[START OF Dataset records]

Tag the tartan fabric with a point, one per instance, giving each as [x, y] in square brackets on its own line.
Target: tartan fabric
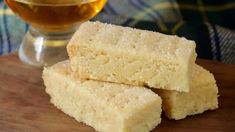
[211, 23]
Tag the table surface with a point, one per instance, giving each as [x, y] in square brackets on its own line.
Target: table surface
[24, 105]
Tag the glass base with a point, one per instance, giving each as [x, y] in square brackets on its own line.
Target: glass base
[44, 49]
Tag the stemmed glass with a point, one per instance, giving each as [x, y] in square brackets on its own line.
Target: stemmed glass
[53, 22]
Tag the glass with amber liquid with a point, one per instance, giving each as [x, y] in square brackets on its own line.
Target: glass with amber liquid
[53, 22]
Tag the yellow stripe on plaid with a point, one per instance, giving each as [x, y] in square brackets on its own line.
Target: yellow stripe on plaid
[6, 12]
[202, 10]
[211, 8]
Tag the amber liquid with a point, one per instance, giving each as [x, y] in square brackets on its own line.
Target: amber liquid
[55, 16]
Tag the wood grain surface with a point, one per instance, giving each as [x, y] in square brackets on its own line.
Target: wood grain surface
[24, 106]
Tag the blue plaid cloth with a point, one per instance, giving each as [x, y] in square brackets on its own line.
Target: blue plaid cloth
[211, 23]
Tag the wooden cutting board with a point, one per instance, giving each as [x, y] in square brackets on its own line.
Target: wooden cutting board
[24, 106]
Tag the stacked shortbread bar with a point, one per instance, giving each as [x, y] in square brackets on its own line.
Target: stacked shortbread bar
[108, 80]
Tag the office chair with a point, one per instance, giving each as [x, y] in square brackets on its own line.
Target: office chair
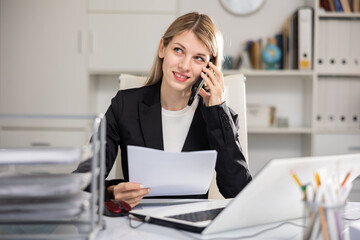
[235, 98]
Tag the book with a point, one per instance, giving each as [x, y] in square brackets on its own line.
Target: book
[356, 5]
[325, 5]
[304, 38]
[338, 7]
[345, 6]
[332, 5]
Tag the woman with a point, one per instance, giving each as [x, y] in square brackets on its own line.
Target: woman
[157, 115]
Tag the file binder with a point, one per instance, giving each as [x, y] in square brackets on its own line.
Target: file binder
[332, 5]
[305, 36]
[331, 102]
[343, 50]
[337, 5]
[354, 46]
[354, 108]
[342, 106]
[322, 46]
[331, 41]
[345, 6]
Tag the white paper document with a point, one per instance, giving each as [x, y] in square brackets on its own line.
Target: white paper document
[166, 173]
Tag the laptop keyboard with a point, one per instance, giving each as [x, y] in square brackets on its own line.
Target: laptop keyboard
[198, 216]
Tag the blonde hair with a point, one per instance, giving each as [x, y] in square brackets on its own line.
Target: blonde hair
[206, 31]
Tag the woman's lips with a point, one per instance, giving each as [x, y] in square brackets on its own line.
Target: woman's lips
[180, 77]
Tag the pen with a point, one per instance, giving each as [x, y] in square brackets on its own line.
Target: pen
[302, 187]
[346, 178]
[296, 179]
[317, 178]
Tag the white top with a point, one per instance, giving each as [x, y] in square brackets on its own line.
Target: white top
[176, 125]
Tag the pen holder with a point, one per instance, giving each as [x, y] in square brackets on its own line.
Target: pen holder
[324, 221]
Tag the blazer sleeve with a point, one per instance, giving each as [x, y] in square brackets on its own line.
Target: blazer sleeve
[232, 173]
[112, 142]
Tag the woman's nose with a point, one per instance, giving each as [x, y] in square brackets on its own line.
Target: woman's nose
[185, 64]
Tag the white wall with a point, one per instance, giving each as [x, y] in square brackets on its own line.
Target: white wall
[237, 29]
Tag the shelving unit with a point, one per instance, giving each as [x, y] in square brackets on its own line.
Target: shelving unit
[303, 137]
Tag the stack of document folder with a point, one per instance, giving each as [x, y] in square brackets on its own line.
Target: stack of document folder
[40, 196]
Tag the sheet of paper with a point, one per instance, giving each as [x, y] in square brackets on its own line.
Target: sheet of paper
[32, 156]
[165, 173]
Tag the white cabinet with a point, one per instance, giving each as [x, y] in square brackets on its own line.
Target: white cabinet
[144, 6]
[42, 57]
[124, 37]
[124, 42]
[300, 96]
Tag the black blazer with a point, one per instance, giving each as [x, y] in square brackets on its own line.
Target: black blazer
[134, 118]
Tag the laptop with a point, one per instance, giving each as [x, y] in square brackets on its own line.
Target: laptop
[272, 196]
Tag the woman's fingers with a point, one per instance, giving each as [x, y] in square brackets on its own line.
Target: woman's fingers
[215, 83]
[131, 193]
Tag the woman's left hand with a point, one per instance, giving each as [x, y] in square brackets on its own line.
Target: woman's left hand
[214, 81]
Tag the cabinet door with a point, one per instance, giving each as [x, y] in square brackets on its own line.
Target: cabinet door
[125, 42]
[133, 5]
[328, 144]
[42, 64]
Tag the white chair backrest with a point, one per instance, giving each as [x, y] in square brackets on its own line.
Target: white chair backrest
[131, 81]
[234, 97]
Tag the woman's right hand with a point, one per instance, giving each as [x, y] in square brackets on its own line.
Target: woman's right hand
[128, 192]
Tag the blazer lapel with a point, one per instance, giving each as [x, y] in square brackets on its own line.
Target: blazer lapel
[150, 119]
[196, 138]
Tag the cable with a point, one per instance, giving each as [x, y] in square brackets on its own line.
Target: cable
[134, 227]
[247, 236]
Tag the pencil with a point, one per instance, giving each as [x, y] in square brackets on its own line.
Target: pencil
[296, 179]
[346, 178]
[323, 223]
[317, 178]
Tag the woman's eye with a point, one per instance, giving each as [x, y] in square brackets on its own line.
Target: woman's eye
[200, 59]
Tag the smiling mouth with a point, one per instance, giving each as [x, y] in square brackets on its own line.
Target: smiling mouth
[180, 77]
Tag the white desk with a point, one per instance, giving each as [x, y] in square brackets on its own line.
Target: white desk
[118, 228]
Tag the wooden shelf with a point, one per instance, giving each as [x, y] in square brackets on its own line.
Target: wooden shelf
[337, 131]
[339, 15]
[278, 130]
[338, 74]
[266, 73]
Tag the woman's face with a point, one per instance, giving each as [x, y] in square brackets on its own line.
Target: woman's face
[184, 57]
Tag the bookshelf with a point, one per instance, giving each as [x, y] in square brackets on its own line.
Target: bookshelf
[304, 136]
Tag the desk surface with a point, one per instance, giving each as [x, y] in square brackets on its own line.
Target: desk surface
[119, 228]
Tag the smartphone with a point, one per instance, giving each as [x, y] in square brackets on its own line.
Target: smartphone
[195, 89]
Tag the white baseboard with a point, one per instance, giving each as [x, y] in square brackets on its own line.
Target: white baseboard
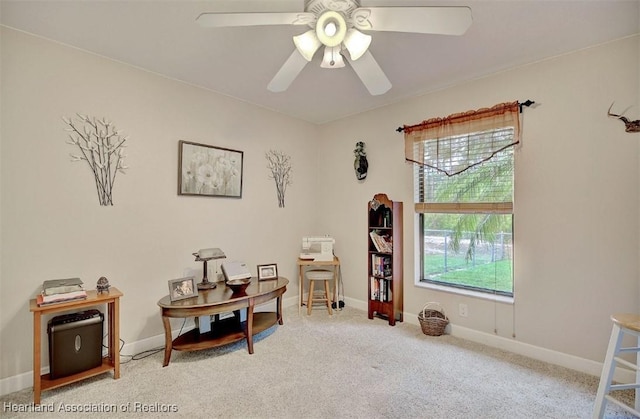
[622, 375]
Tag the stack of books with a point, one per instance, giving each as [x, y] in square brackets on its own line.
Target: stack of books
[61, 291]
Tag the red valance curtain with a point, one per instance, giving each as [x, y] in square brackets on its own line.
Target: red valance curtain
[459, 141]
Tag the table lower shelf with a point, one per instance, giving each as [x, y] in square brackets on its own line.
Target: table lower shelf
[223, 332]
[47, 383]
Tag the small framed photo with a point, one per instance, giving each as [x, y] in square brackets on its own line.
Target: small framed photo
[182, 288]
[269, 271]
[205, 170]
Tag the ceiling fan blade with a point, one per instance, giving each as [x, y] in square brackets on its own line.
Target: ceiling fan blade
[372, 76]
[221, 20]
[431, 20]
[287, 73]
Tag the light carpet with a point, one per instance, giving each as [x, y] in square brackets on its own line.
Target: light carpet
[322, 366]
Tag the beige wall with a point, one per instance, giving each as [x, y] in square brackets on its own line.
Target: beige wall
[577, 215]
[576, 198]
[52, 225]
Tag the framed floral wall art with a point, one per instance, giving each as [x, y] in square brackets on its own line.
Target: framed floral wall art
[205, 170]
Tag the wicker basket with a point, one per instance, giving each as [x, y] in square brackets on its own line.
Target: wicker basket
[433, 320]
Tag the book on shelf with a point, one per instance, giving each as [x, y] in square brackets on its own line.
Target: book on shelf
[381, 289]
[383, 243]
[61, 290]
[380, 265]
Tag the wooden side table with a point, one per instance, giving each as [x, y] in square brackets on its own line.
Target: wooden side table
[109, 363]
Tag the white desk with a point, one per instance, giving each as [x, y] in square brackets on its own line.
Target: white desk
[306, 263]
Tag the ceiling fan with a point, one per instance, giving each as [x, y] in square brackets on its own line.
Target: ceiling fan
[337, 25]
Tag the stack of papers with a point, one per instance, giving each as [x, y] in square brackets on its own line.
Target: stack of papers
[61, 290]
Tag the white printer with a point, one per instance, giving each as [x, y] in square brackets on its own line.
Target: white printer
[317, 248]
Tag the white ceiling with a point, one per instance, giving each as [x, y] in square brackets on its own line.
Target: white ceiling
[163, 37]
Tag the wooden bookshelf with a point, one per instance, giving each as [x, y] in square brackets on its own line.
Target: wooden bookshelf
[109, 363]
[385, 269]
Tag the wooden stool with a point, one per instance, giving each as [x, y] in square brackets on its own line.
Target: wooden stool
[624, 323]
[319, 275]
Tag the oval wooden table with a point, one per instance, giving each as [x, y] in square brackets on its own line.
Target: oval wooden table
[222, 300]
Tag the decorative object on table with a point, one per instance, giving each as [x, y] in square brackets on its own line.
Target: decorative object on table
[102, 285]
[280, 166]
[182, 288]
[61, 291]
[235, 270]
[101, 145]
[432, 319]
[361, 165]
[269, 271]
[239, 285]
[631, 126]
[205, 170]
[205, 255]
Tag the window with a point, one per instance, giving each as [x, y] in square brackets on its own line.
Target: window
[464, 186]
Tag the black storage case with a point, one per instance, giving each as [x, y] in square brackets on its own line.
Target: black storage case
[75, 342]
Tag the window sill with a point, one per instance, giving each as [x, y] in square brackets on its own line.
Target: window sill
[467, 293]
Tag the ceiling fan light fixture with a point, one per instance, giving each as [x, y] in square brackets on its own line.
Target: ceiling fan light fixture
[332, 58]
[357, 43]
[331, 28]
[307, 44]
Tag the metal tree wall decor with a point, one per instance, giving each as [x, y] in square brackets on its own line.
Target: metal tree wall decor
[101, 145]
[280, 166]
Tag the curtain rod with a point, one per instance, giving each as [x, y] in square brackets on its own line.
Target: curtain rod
[526, 103]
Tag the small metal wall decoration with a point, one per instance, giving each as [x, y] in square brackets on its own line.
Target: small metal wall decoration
[630, 126]
[280, 165]
[360, 164]
[101, 145]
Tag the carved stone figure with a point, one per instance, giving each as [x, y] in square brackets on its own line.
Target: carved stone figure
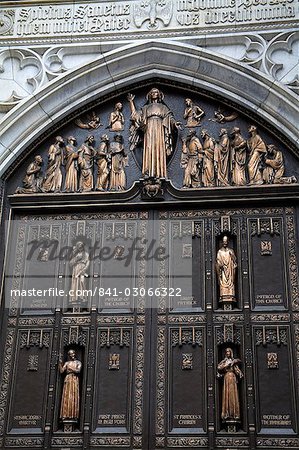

[END OF Dataset records]

▸ Short exercise
Copy out again every line, starting with the line that contains "Tag the metal" and going on through the last line. Add -11 to each coordinate in the answers, and leave the pictures out.

▸ Written solution
Tag the metal tree wall decor with a point, one per instance, giving each as [x, y] in square brackets on its own line.
Target: metal tree wall decor
[90, 134]
[269, 155]
Tag the curtain rod with a point, one per instance, giving each as [x, y] in square brackets on its own line.
Target: curtain rod
[515, 92]
Tag the small metal wall decoration with a point, one per instance, giving each as [x, y] in square brackets on its own line.
Target: small metal wall decoration
[619, 115]
[269, 154]
[349, 153]
[90, 134]
Tag the carved stone figure with a point, one per instance, giving each as [x, y] in square brackets on its own line.
Target: carved stone figure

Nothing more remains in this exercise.